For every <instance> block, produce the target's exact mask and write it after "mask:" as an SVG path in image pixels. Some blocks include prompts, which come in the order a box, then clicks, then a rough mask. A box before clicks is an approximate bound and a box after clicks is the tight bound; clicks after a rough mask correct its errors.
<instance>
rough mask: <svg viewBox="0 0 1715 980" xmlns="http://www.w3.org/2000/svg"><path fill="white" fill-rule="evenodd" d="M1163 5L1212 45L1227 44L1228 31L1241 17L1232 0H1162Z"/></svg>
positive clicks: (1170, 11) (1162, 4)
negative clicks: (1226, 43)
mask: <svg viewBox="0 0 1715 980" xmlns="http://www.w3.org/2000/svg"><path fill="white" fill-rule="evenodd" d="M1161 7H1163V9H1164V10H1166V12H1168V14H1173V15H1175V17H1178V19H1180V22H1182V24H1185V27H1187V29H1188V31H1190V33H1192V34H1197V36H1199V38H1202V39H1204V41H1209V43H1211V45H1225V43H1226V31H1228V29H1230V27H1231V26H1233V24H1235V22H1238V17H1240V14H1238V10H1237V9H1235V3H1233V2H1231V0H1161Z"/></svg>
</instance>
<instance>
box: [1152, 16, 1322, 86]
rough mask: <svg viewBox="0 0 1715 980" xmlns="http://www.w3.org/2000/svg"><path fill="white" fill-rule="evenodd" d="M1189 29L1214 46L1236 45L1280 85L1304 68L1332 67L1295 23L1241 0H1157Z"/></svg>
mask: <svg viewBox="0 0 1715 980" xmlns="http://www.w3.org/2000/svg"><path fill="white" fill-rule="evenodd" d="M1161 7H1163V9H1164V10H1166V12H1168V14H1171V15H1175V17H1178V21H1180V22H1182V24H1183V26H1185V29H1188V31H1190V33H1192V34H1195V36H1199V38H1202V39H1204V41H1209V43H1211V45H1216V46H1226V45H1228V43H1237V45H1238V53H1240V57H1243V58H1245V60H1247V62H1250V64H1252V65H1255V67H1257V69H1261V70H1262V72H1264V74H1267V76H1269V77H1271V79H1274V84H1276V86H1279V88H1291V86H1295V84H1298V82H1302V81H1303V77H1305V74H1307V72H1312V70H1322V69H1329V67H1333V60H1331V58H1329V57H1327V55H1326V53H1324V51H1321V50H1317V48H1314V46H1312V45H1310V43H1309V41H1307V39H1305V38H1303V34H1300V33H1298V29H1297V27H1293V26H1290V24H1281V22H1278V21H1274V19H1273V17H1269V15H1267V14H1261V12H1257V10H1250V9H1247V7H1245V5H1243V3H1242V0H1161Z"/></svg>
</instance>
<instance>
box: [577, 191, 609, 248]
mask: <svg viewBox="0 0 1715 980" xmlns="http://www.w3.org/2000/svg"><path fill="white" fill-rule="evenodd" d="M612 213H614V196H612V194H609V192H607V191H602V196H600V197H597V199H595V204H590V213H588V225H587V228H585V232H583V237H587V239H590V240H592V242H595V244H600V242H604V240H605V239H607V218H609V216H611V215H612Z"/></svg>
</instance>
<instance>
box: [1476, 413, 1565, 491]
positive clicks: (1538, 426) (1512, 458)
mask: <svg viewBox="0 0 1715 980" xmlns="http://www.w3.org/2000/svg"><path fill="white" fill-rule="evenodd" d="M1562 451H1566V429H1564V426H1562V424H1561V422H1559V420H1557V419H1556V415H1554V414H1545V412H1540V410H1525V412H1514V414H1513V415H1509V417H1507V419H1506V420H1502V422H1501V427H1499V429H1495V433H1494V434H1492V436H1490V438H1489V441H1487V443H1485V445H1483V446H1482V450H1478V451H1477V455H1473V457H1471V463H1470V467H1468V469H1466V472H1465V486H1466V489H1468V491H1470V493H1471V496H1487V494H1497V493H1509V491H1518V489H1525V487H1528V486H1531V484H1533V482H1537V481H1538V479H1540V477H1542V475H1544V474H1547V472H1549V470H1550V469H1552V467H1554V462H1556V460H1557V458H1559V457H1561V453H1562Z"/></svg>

*GOAL OF THE EXERCISE*:
Set down all of the records shown above once more, exactly.

*RESULT OF THIS EXERCISE*:
For every <instance> block, produce the target's exact mask and write it after "mask:" as an SVG path in image pixels. Some blocks include prompts, which come in the order a box, then clicks, then a rough mask. A box before clicks is an approximate bound and a box after clicks is the tight bound; clicks after a rough mask correct its errors.
<instance>
rough mask: <svg viewBox="0 0 1715 980" xmlns="http://www.w3.org/2000/svg"><path fill="white" fill-rule="evenodd" d="M1163 5L1212 45L1227 44L1228 31L1241 17L1232 0H1162Z"/></svg>
positive clicks: (1170, 11) (1162, 4)
negative clicks: (1226, 43)
mask: <svg viewBox="0 0 1715 980" xmlns="http://www.w3.org/2000/svg"><path fill="white" fill-rule="evenodd" d="M1161 7H1163V9H1164V10H1166V12H1168V14H1173V15H1175V17H1178V19H1180V22H1182V24H1185V27H1187V29H1188V31H1190V33H1192V34H1197V36H1199V38H1202V39H1204V41H1209V43H1211V45H1225V43H1226V31H1228V29H1230V27H1231V26H1233V24H1235V22H1238V17H1240V14H1238V10H1237V9H1235V3H1233V2H1231V0H1161Z"/></svg>
</instance>
<instance>
box: [1152, 16, 1322, 86]
rough mask: <svg viewBox="0 0 1715 980" xmlns="http://www.w3.org/2000/svg"><path fill="white" fill-rule="evenodd" d="M1189 29L1214 46L1236 45L1280 85L1304 68L1332 67L1295 23L1241 0H1157Z"/></svg>
mask: <svg viewBox="0 0 1715 980" xmlns="http://www.w3.org/2000/svg"><path fill="white" fill-rule="evenodd" d="M1161 7H1163V9H1164V10H1166V12H1168V14H1171V15H1175V17H1178V21H1180V22H1182V24H1183V26H1185V29H1188V31H1190V33H1192V34H1195V36H1199V38H1202V39H1204V41H1209V43H1211V45H1216V46H1226V45H1228V43H1237V45H1238V53H1240V57H1243V58H1245V60H1247V62H1250V64H1252V65H1255V67H1257V69H1261V70H1262V72H1264V74H1267V76H1269V77H1271V79H1274V84H1276V86H1279V88H1291V86H1295V84H1298V82H1302V81H1303V77H1305V74H1307V72H1312V70H1322V69H1329V67H1333V60H1331V58H1329V57H1327V55H1326V53H1324V51H1321V50H1317V48H1314V46H1312V45H1310V43H1309V41H1307V39H1305V38H1303V34H1300V33H1298V29H1297V27H1293V26H1290V24H1281V22H1278V21H1274V19H1273V17H1269V15H1267V14H1261V12H1257V10H1250V9H1247V7H1245V5H1243V3H1242V0H1161Z"/></svg>
</instance>
<instance>
box: [577, 191, 609, 248]
mask: <svg viewBox="0 0 1715 980" xmlns="http://www.w3.org/2000/svg"><path fill="white" fill-rule="evenodd" d="M612 213H614V196H612V194H609V192H607V191H602V196H600V197H597V199H595V204H590V213H588V225H587V228H585V232H583V237H587V239H590V240H592V242H595V244H600V242H604V240H605V239H607V218H609V216H611V215H612Z"/></svg>
</instance>
<instance>
box: [1476, 413, 1565, 491]
positive clicks: (1538, 426) (1512, 458)
mask: <svg viewBox="0 0 1715 980" xmlns="http://www.w3.org/2000/svg"><path fill="white" fill-rule="evenodd" d="M1562 451H1566V429H1564V426H1562V424H1561V422H1559V420H1557V419H1556V415H1554V414H1545V412H1540V410H1525V412H1514V414H1513V415H1509V417H1507V419H1506V420H1502V422H1501V427H1499V429H1495V433H1494V434H1492V436H1490V438H1489V441H1487V443H1485V445H1483V446H1482V450H1478V451H1477V455H1473V457H1471V463H1470V467H1468V469H1466V472H1465V486H1466V489H1468V491H1470V493H1471V496H1487V494H1497V493H1509V491H1518V489H1525V487H1528V486H1531V484H1533V482H1537V481H1538V479H1540V477H1542V475H1544V474H1547V472H1549V470H1550V469H1552V467H1554V462H1556V460H1557V458H1559V457H1561V453H1562Z"/></svg>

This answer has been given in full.